_TASK TO COMPLETE_
Answer these questions about the text below on Grandma Leora and Graham Gems:
1. How old was the great grandson when Grandma Leora came to Colorado?
2. What did she call the whole wheat muffins?
3. From whom did she get the recipe for Graham Gems?

Leora Goff Wilson with great grandson Daniel Neal Kidney, March 1975, Aurora, Colorado

Grandma Leora came to Colorado with my folks to meet our son, her great grandson, who was fourteen weeks old. When Mom arrived, she had a cold so was afraid to interact with baby Dan, so Grandma kept him busy while I cooked. I was amazed that this 84-year-old could heft him! (The pediatrician had just called him “mighty mite.”)

I made whole wheat muffins for one meal. “Graham Gems,” she remarked. What a delightful name for them.

Among her keepsakes was probably her first “cookbook,” a tiny memorandum book where she jotted recipes and pasted in others from newspapers. Just seven pages in is her recipe for Graham Gems.

 

Grandma would have had a wood or cob burning stove so the temperature isn’t listed, but often in other recipes, “moderate oven.” Faint note at the end: “1 doz. Georgia,” so she got the recipe from her sister, Georgia Goff, who was a few years younger, still living at home.

_DATA FOR ANALYSIS_
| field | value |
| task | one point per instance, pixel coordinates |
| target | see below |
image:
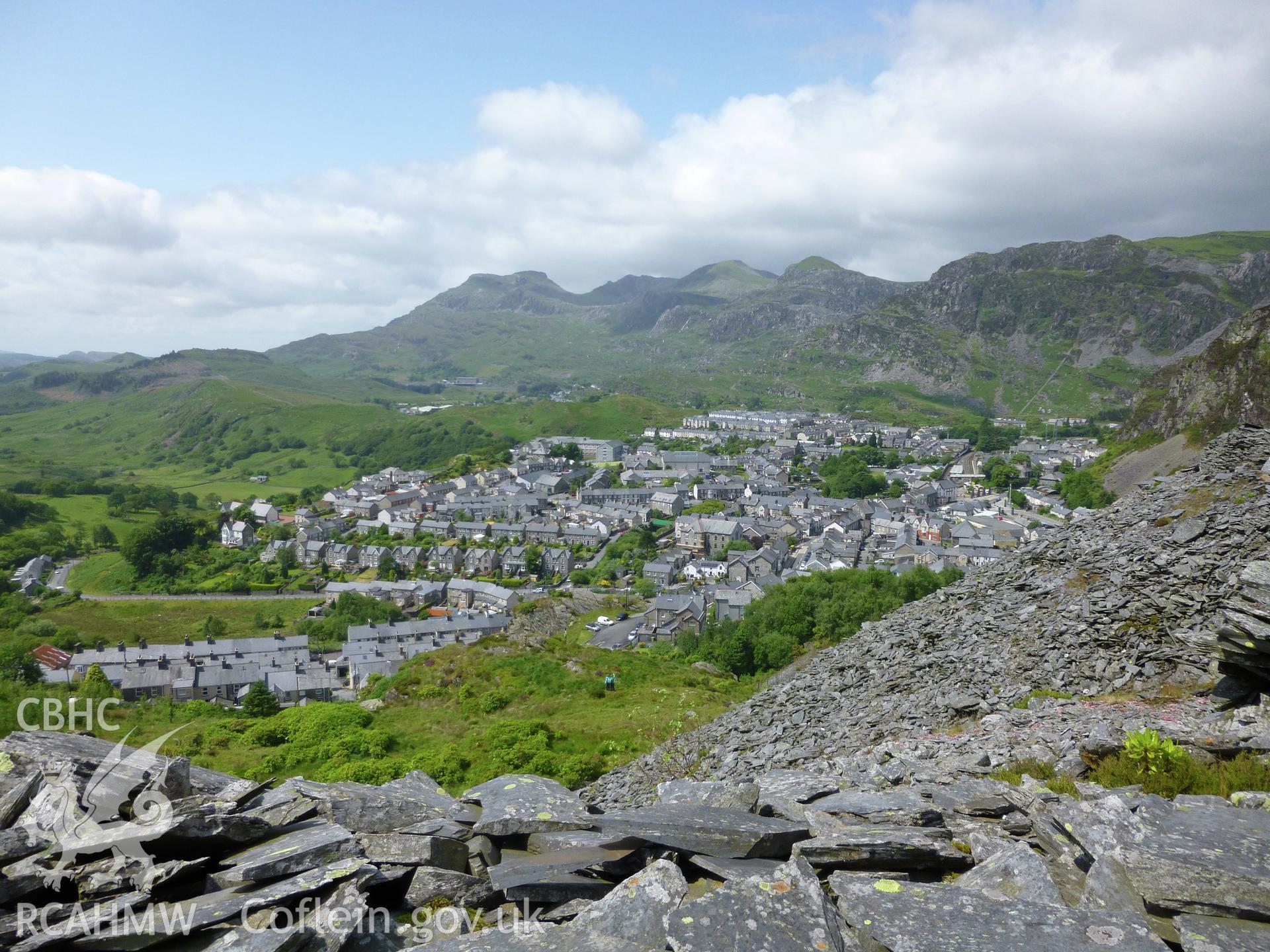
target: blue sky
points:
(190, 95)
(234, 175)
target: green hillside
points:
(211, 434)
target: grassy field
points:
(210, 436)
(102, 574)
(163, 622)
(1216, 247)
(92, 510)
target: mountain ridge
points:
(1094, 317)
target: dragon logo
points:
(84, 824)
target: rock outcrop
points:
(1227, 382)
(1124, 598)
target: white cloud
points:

--

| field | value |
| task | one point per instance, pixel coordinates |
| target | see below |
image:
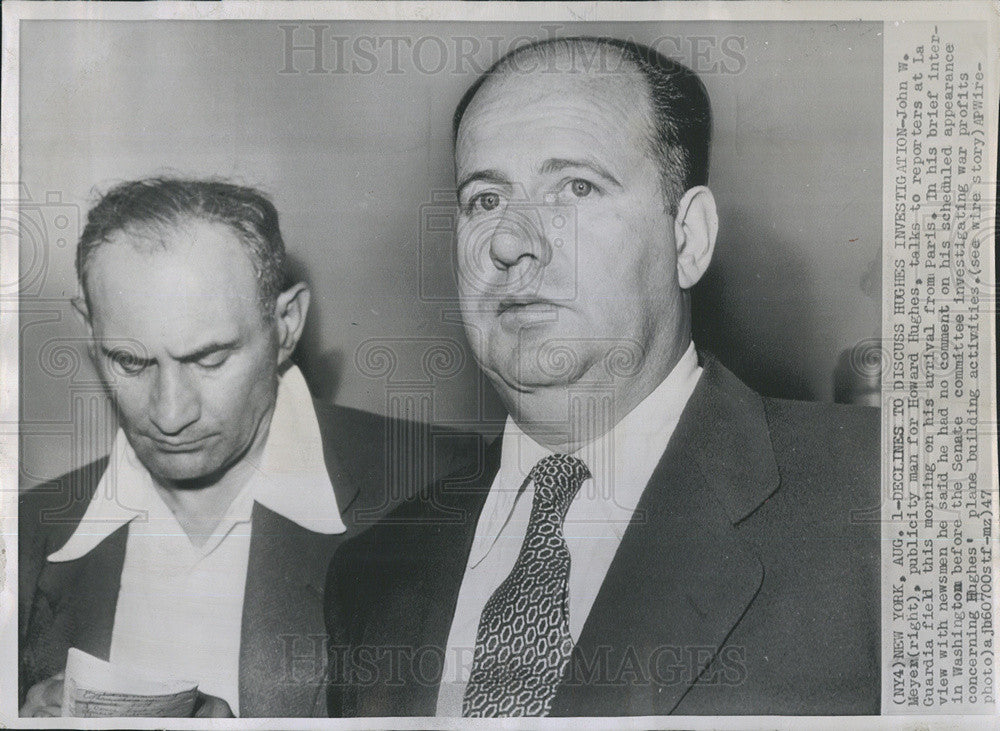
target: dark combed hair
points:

_RESPONSE_
1. Fourteen weeks old.
2. Graham Gems.
3. Her sister, Georgia Goff.